** Task goal **
Your response must be an exact transcription of the lines from the one containing "--target=house roof" through the final line of the data.

=== Section Start ===

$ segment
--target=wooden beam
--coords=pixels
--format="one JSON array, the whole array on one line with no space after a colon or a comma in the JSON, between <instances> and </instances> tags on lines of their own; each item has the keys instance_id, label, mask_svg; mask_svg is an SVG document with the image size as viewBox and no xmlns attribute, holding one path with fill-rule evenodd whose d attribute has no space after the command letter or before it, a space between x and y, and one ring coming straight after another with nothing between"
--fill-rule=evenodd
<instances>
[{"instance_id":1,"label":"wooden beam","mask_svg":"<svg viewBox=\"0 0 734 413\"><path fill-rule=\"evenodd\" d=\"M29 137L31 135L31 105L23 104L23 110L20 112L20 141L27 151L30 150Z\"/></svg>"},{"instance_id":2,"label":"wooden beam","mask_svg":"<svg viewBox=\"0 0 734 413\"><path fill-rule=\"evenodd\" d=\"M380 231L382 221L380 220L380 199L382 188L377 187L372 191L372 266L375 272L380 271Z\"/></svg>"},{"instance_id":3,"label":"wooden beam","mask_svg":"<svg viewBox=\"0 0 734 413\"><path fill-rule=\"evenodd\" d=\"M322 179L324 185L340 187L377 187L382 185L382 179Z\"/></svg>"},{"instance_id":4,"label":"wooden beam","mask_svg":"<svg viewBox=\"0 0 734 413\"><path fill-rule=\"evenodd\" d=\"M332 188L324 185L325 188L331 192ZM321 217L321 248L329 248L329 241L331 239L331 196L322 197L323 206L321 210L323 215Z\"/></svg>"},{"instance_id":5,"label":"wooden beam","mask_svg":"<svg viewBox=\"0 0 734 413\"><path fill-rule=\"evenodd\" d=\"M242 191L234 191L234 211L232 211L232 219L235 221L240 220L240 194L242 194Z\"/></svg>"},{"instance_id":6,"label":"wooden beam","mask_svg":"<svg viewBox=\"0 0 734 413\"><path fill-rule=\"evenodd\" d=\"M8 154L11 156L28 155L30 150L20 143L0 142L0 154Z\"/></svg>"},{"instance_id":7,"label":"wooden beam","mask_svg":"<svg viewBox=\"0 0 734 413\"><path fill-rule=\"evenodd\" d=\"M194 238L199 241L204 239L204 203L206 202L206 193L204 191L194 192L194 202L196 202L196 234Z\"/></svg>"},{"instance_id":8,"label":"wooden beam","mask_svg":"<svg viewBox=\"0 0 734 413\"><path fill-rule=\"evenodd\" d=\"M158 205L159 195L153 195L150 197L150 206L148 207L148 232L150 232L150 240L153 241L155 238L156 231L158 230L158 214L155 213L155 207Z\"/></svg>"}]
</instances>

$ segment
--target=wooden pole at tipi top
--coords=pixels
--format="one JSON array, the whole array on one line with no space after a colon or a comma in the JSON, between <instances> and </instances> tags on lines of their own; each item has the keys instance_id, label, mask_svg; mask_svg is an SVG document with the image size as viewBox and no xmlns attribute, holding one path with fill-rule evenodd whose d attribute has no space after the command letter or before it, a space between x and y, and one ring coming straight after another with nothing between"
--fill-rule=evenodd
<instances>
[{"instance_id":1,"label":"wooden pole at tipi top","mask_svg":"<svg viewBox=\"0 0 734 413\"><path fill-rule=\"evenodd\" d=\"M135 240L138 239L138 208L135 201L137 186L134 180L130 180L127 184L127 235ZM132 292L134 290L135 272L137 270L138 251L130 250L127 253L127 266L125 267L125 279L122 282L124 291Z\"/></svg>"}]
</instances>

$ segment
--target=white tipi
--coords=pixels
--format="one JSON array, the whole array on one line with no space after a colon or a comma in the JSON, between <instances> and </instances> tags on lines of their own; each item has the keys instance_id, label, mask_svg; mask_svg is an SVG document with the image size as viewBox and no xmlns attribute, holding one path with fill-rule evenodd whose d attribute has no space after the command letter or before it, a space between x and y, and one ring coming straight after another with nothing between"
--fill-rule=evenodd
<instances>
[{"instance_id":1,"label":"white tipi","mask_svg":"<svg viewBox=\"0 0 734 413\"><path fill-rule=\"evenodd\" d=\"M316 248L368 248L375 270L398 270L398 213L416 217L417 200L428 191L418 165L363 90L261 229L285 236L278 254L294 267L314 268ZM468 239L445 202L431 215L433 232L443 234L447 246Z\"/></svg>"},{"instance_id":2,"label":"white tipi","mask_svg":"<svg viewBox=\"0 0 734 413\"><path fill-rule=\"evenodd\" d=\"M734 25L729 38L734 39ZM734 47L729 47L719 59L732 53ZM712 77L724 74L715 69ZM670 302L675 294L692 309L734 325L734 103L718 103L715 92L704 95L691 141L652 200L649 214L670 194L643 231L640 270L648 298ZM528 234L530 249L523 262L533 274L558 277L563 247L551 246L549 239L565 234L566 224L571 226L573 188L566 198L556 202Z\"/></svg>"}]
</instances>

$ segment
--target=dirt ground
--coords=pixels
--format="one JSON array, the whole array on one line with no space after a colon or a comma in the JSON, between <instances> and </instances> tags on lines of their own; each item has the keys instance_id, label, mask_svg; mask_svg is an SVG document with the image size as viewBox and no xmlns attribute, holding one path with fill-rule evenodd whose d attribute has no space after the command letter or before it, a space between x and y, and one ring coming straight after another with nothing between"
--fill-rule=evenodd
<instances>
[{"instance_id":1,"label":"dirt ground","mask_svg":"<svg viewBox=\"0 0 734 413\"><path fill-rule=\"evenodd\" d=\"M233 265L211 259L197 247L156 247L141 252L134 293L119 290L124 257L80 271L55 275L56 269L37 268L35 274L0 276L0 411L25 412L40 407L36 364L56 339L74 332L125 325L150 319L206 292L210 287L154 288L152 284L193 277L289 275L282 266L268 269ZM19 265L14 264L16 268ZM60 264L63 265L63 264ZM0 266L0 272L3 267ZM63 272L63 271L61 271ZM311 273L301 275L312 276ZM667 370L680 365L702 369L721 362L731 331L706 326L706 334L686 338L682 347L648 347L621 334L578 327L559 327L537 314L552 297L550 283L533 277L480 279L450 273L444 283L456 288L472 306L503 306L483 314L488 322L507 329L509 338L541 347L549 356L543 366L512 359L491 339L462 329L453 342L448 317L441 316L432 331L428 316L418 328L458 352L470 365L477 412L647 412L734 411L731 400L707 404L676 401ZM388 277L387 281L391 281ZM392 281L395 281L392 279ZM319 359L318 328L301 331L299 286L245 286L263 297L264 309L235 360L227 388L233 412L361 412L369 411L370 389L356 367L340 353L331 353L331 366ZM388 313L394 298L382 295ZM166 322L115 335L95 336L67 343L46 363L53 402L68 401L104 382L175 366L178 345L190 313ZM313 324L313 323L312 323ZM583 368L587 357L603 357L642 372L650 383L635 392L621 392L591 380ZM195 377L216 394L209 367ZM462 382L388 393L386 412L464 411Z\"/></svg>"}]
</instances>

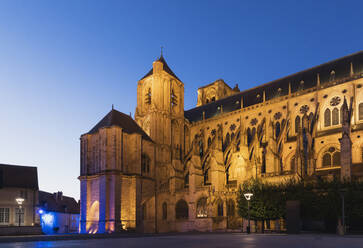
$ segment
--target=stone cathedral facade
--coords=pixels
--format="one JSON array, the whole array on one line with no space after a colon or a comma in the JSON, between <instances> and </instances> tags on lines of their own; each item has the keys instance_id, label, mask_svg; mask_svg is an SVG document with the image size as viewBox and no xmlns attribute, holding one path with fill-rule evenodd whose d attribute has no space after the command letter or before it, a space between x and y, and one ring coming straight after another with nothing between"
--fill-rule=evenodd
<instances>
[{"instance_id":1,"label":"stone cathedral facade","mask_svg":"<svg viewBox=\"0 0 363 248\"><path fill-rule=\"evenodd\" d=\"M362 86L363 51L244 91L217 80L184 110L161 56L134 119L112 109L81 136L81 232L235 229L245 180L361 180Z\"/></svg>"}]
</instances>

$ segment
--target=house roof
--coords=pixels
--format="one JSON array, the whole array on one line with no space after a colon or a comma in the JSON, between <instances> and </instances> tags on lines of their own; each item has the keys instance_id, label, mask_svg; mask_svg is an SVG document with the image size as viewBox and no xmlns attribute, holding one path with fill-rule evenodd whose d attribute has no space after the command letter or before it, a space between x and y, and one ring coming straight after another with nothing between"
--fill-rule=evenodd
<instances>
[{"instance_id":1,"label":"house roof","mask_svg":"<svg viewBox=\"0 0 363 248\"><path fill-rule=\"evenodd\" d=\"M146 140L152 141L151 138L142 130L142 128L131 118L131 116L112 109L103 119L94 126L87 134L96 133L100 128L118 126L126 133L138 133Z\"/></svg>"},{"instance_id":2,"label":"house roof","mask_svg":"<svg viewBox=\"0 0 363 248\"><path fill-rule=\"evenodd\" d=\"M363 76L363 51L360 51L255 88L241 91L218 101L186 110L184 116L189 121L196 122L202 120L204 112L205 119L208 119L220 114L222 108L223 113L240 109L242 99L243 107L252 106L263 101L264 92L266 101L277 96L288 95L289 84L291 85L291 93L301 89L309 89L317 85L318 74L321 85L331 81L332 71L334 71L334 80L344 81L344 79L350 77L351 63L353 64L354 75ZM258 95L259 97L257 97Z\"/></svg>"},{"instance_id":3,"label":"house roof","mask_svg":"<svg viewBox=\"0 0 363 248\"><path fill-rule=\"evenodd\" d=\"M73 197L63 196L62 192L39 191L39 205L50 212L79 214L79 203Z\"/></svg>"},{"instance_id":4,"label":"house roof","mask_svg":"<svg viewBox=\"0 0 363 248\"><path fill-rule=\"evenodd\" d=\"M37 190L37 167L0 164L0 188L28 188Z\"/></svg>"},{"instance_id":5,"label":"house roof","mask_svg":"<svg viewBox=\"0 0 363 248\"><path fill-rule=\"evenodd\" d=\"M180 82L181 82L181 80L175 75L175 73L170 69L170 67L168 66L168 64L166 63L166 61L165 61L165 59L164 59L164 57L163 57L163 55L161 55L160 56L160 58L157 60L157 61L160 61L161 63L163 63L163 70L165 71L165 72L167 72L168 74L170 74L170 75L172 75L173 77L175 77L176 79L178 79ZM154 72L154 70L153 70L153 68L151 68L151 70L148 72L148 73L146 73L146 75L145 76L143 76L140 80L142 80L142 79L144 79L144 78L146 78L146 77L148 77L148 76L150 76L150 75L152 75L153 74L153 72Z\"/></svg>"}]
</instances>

=== Section End ===

** Response **
--target=house roof
--coords=pixels
--format="one JSON array, the whole array on one line with no space after a colon or a comma in the JSON, between <instances> and </instances> tags on lines of their own; each item has the keys instance_id, label, mask_svg; mask_svg is an SVG document with the image size as viewBox and no xmlns attribute, holding one path with fill-rule evenodd whose d attribute has no space after the command letter or before it, a space between x and y, and one ring coming straight after another with nothing between"
--fill-rule=evenodd
<instances>
[{"instance_id":1,"label":"house roof","mask_svg":"<svg viewBox=\"0 0 363 248\"><path fill-rule=\"evenodd\" d=\"M146 140L152 141L151 138L142 130L142 128L131 118L131 116L112 109L103 119L94 126L87 134L96 133L100 128L118 126L126 133L138 133Z\"/></svg>"},{"instance_id":2,"label":"house roof","mask_svg":"<svg viewBox=\"0 0 363 248\"><path fill-rule=\"evenodd\" d=\"M363 76L363 51L360 51L255 88L241 91L218 101L186 110L184 116L189 121L196 122L202 120L204 112L205 119L208 119L220 114L222 108L223 113L240 109L242 99L243 107L252 106L263 101L264 92L266 101L277 96L288 95L289 84L291 85L291 93L301 89L309 89L317 85L318 74L321 85L331 81L332 71L334 71L334 80L344 81L344 79L350 77L351 63L353 64L354 75ZM258 95L259 97L257 97Z\"/></svg>"},{"instance_id":3,"label":"house roof","mask_svg":"<svg viewBox=\"0 0 363 248\"><path fill-rule=\"evenodd\" d=\"M73 197L63 196L62 192L39 191L39 205L50 212L79 214L79 203Z\"/></svg>"},{"instance_id":4,"label":"house roof","mask_svg":"<svg viewBox=\"0 0 363 248\"><path fill-rule=\"evenodd\" d=\"M37 190L37 167L0 164L0 188L28 188Z\"/></svg>"},{"instance_id":5,"label":"house roof","mask_svg":"<svg viewBox=\"0 0 363 248\"><path fill-rule=\"evenodd\" d=\"M180 82L181 82L181 80L175 75L175 73L170 69L170 67L168 66L168 64L166 63L166 61L165 61L165 59L164 59L164 57L163 57L163 55L161 55L160 56L160 58L157 60L157 61L160 61L161 63L163 63L163 70L165 71L165 72L167 72L168 74L170 74L170 75L172 75L173 77L175 77L176 79L178 79ZM154 72L154 70L153 70L153 68L151 68L151 70L148 72L148 73L146 73L146 75L145 76L143 76L140 80L142 80L142 79L144 79L144 78L146 78L146 77L148 77L148 76L150 76L150 75L152 75L153 74L153 72Z\"/></svg>"}]
</instances>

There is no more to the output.